Convert every line of the items below into a Markdown table with two columns, Row and Line. Number the rows consecutively and leave out blank lines.

———

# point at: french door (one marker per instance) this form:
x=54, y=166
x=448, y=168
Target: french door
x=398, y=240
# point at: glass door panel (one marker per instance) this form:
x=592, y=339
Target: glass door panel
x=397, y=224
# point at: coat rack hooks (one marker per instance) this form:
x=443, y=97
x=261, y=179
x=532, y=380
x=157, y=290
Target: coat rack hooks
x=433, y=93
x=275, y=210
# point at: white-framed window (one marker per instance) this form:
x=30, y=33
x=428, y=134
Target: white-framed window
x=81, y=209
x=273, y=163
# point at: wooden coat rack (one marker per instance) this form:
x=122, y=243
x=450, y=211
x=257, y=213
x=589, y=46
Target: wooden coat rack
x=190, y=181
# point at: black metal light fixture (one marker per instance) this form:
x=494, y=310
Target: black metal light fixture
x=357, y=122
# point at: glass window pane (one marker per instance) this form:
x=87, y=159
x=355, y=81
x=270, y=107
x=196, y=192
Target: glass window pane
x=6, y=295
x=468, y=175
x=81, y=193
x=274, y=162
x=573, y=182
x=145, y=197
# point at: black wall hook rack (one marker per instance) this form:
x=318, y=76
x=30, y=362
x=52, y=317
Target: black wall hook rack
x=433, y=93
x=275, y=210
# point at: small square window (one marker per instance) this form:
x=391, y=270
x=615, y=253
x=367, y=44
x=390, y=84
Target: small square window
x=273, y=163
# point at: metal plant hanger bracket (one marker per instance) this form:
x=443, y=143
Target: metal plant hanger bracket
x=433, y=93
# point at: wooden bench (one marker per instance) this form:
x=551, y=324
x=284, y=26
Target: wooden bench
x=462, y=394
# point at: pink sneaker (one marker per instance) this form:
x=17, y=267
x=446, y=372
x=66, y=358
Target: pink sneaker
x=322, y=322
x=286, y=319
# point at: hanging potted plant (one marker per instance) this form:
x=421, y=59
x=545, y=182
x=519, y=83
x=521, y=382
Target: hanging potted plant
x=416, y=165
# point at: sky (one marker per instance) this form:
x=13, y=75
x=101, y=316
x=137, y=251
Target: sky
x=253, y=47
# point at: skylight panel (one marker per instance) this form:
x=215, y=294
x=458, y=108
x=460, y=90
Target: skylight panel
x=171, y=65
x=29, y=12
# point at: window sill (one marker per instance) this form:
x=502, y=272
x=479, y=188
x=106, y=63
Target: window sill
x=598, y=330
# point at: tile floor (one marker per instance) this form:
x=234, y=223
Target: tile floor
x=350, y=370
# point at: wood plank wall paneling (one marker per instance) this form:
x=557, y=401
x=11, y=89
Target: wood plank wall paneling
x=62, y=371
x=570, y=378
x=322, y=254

———

§ RESPONSE
| Row | Line |
|---|---|
| 1 | # point at: french door (one marker per instance) this form: |
| 2 | x=54, y=166 |
| 3 | x=448, y=168 |
| 4 | Target: french door |
| 5 | x=398, y=240 |
| 6 | # point at: glass door panel (one marker per instance) this form: |
| 7 | x=592, y=339 |
| 8 | Target: glass door panel |
| 9 | x=397, y=224 |
| 10 | # point at: coat rack hooks (one marker per instance) this form: |
| 11 | x=443, y=97 |
| 12 | x=261, y=179 |
| 13 | x=532, y=380 |
| 14 | x=157, y=290 |
| 15 | Target: coat rack hooks |
| 16 | x=433, y=93 |
| 17 | x=275, y=210 |
| 18 | # point at: white-framed window (one marker per instance) this form: |
| 19 | x=30, y=33 |
| 20 | x=428, y=134 |
| 21 | Target: white-framed window |
| 22 | x=81, y=209 |
| 23 | x=273, y=163 |
| 24 | # point at: wooden coat rack (one marker per instance) this form: |
| 25 | x=122, y=243 |
| 26 | x=450, y=211 |
| 27 | x=257, y=213 |
| 28 | x=589, y=46 |
| 29 | Target: wooden coat rack |
| 30 | x=190, y=181 |
| 31 | # point at: black metal light fixture (one marker per instance) this form: |
| 32 | x=494, y=310 |
| 33 | Target: black metal light fixture |
| 34 | x=357, y=122 |
| 35 | # point at: glass window pane (one marker per instance) this form: |
| 36 | x=87, y=159 |
| 37 | x=355, y=81 |
| 38 | x=270, y=107 |
| 39 | x=196, y=192 |
| 40 | Target: glass window pane |
| 41 | x=6, y=295 |
| 42 | x=468, y=175 |
| 43 | x=81, y=193 |
| 44 | x=274, y=162 |
| 45 | x=573, y=182 |
| 46 | x=145, y=197 |
| 47 | # point at: black wall hook rack (one marker per instance) this form: |
| 48 | x=318, y=76 |
| 49 | x=30, y=362 |
| 50 | x=52, y=317 |
| 51 | Target: black wall hook rack |
| 52 | x=433, y=93 |
| 53 | x=275, y=210 |
| 54 | # point at: small square window (one marker per instance) this form: |
| 55 | x=391, y=270 |
| 56 | x=615, y=253 |
| 57 | x=367, y=44 |
| 58 | x=390, y=84 |
| 59 | Target: small square window |
| 60 | x=273, y=163 |
| 61 | # point at: metal plant hanger bracket (one marker per instance) this form: |
| 62 | x=443, y=143 |
| 63 | Target: metal plant hanger bracket |
| 64 | x=433, y=93 |
| 65 | # point at: wooden bench (one marker per instance) this form: |
| 66 | x=551, y=324 |
| 67 | x=284, y=26 |
| 68 | Target: wooden bench |
| 69 | x=462, y=394 |
| 70 | # point at: pink sneaker (one marker per instance) this form: |
| 71 | x=17, y=267 |
| 72 | x=446, y=372 |
| 73 | x=66, y=358 |
| 74 | Target: pink sneaker |
| 75 | x=322, y=322 |
| 76 | x=286, y=319 |
| 77 | # point at: hanging potted plant (one marker per instance) this form: |
| 78 | x=421, y=59 |
| 79 | x=545, y=182 |
| 80 | x=519, y=83 |
| 81 | x=521, y=382 |
| 82 | Target: hanging potted plant |
| 83 | x=416, y=165 |
| 84 | # point at: sky (one marker per instance) this form: |
| 85 | x=13, y=75 |
| 86 | x=101, y=316 |
| 87 | x=137, y=251 |
| 88 | Target: sky |
| 89 | x=253, y=47 |
| 90 | # point at: skylight panel (one marker per instance) this form: |
| 91 | x=215, y=294 |
| 92 | x=458, y=108 |
| 93 | x=460, y=90 |
| 94 | Target: skylight panel |
| 95 | x=171, y=65 |
| 96 | x=29, y=12 |
| 97 | # point at: window sill (one marker per instance) this form: |
| 98 | x=502, y=272 |
| 99 | x=479, y=188 |
| 100 | x=106, y=63 |
| 101 | Target: window sill |
| 102 | x=598, y=330 |
| 103 | # point at: tile floor (one marker per instance) this form: |
| 104 | x=234, y=223 |
| 105 | Target: tile floor |
| 106 | x=350, y=370 |
| 107 | # point at: wood plank wall paneling (one marker per instance) this form: |
| 108 | x=557, y=401 |
| 109 | x=11, y=89 |
| 110 | Target: wood plank wall paneling |
| 111 | x=62, y=371 |
| 112 | x=570, y=378 |
| 113 | x=322, y=254 |